Return the records below word for word, from the very first line through the line containing "[[102, 54]]", with both ends included. Leave the pictures out of your answer.

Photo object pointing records
------------------------
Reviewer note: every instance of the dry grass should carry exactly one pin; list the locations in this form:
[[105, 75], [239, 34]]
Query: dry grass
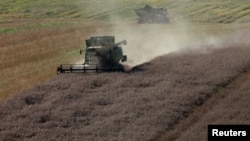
[[31, 57], [138, 105]]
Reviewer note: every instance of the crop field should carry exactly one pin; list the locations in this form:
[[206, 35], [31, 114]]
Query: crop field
[[181, 76]]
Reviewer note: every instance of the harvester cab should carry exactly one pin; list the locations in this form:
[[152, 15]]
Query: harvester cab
[[101, 54]]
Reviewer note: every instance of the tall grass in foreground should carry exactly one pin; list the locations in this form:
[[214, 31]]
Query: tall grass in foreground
[[28, 58], [138, 105]]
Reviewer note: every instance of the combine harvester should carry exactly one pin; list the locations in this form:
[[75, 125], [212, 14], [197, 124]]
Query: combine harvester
[[149, 14], [102, 54]]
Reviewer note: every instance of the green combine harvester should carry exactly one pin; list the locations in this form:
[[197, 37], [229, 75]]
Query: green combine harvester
[[102, 54]]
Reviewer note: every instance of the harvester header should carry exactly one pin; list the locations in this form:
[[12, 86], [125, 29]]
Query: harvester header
[[101, 54]]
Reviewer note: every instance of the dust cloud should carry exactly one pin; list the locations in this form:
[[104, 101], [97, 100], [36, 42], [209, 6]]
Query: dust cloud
[[147, 41]]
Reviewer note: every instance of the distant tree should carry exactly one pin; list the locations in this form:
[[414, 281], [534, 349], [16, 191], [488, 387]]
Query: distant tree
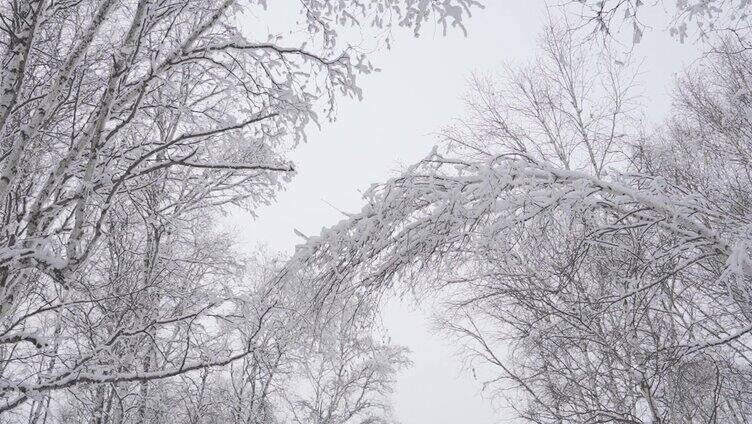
[[690, 18], [126, 128], [599, 273]]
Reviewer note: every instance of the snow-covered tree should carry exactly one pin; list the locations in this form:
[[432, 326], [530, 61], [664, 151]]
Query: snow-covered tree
[[598, 273], [126, 128]]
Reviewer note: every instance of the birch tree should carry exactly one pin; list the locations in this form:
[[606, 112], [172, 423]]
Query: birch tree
[[596, 272], [126, 128]]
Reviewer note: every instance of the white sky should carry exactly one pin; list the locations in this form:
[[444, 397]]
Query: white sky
[[418, 91]]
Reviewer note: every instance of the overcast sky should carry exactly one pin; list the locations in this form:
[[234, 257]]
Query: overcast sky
[[418, 91]]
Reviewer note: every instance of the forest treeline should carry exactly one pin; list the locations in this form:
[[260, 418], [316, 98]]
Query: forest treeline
[[595, 265]]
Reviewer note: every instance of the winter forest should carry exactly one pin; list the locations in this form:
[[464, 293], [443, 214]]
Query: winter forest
[[587, 260]]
------------------------
## [Written reply]
Reviewer note: every instance of the dry grass should carry exactly one pin; list the locations in this form:
[[105, 75], [239, 34]]
Query: dry grass
[[31, 57], [138, 105]]
Reviewer note: every instance of the crop field should carry exactly one pin; list the locations in this form:
[[206, 35], [31, 114]]
Query: crop field
[[181, 76]]
Reviewer note: every instance of the harvester cab should carry exactly one pin; list the locations in this form:
[[152, 15]]
Query: harvester cab
[[101, 54]]
Reviewer note: every instance of the tall grass in foreground should carry exactly one pin; list the locations in this form:
[[214, 31]]
Query: tall grass in foreground
[[28, 58], [138, 105]]
Reviewer note: every instance of the combine harvester should carry exactly one pin; list the locations in this form:
[[75, 125], [212, 14], [197, 124]]
Query: combine harvester
[[149, 14], [102, 54]]
Reviewer note: every instance of the green combine harvester should carry exactly one pin; list the locations in this form:
[[197, 37], [229, 75]]
Query: green combine harvester
[[102, 54]]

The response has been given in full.